Entries on locating named things

•••••

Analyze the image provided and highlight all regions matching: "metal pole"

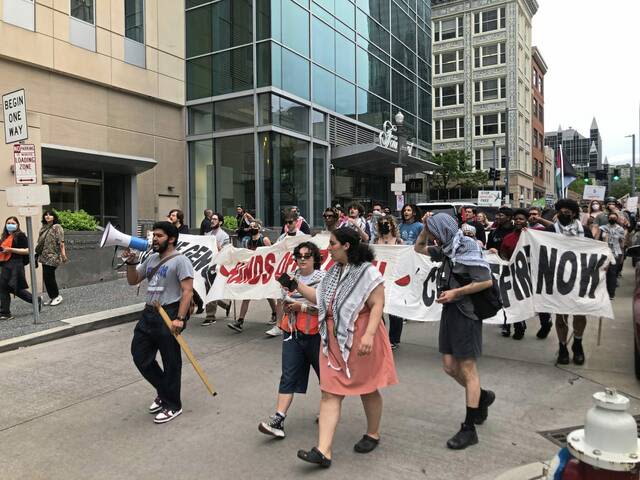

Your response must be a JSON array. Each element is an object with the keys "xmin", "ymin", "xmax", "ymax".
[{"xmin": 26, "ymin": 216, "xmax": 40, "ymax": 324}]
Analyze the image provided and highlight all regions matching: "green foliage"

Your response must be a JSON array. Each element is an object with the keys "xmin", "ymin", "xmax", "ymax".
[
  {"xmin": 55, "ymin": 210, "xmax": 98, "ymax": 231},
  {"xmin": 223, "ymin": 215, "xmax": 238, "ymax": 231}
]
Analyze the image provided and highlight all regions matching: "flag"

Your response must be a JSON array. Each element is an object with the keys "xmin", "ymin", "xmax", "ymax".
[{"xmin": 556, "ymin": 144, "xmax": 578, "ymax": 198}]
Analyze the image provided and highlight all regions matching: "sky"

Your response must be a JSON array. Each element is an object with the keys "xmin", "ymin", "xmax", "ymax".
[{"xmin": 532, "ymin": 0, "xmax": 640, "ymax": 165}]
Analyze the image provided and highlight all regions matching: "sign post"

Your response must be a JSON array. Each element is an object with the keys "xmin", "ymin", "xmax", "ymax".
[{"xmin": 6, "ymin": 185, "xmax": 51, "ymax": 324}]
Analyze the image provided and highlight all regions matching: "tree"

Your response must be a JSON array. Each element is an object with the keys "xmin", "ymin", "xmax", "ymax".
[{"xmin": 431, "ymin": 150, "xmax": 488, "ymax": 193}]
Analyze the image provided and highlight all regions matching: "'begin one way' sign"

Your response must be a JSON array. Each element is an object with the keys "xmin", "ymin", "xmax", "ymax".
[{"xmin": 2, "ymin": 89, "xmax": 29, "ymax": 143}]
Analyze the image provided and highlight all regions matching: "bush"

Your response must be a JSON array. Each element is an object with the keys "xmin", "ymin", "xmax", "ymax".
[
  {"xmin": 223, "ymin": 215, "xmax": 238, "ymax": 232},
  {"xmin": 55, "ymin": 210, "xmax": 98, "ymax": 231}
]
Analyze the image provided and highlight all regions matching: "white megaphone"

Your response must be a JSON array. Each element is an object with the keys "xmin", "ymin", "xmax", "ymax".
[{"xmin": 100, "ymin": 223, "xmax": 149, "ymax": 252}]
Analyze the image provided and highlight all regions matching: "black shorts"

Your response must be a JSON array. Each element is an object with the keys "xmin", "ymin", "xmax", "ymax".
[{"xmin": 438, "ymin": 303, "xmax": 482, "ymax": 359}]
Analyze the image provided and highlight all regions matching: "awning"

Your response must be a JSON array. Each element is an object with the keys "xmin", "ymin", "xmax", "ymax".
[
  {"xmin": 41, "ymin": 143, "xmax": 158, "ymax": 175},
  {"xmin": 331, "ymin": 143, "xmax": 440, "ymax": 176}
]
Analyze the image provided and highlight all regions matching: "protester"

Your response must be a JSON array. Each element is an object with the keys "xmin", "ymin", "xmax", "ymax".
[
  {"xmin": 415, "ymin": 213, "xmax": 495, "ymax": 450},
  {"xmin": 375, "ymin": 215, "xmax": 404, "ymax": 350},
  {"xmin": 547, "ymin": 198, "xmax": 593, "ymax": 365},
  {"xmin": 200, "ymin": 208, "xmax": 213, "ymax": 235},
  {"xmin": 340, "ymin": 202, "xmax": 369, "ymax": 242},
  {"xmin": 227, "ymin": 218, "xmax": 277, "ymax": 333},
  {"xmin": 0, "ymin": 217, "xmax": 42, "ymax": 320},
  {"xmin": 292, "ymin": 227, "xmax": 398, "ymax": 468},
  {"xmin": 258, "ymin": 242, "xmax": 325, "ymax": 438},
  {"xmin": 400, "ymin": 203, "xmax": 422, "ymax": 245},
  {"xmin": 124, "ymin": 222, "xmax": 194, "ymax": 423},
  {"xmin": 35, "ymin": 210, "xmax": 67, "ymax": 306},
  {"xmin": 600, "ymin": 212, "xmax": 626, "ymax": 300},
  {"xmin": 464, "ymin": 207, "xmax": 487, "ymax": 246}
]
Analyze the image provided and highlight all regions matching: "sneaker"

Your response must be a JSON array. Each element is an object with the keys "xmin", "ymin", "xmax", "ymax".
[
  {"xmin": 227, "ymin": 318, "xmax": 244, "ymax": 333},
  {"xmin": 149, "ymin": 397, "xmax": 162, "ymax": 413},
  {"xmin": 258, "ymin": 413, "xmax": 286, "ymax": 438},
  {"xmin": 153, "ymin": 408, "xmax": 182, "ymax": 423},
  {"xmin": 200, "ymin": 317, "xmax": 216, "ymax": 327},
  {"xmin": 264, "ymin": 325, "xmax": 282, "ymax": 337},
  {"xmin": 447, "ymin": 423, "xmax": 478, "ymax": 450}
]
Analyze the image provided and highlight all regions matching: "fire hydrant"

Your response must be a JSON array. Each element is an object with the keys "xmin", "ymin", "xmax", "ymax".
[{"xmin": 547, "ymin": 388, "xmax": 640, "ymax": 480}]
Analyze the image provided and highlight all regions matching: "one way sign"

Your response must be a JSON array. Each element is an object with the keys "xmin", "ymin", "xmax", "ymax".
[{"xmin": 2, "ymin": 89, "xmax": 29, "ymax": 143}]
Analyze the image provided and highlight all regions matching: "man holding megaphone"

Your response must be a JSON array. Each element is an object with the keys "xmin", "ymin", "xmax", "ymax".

•••••

- What is required:
Please gather every line of the listing above that contains the string "sign", and copy each such line in full.

- Written answer:
Analyze the image provided and highlight all regions matching: "sign post"
Analyze the image provided and highlight all regions matching: "'begin one way' sign"
Analyze the image provided and highlight all regions matching: "one way sign"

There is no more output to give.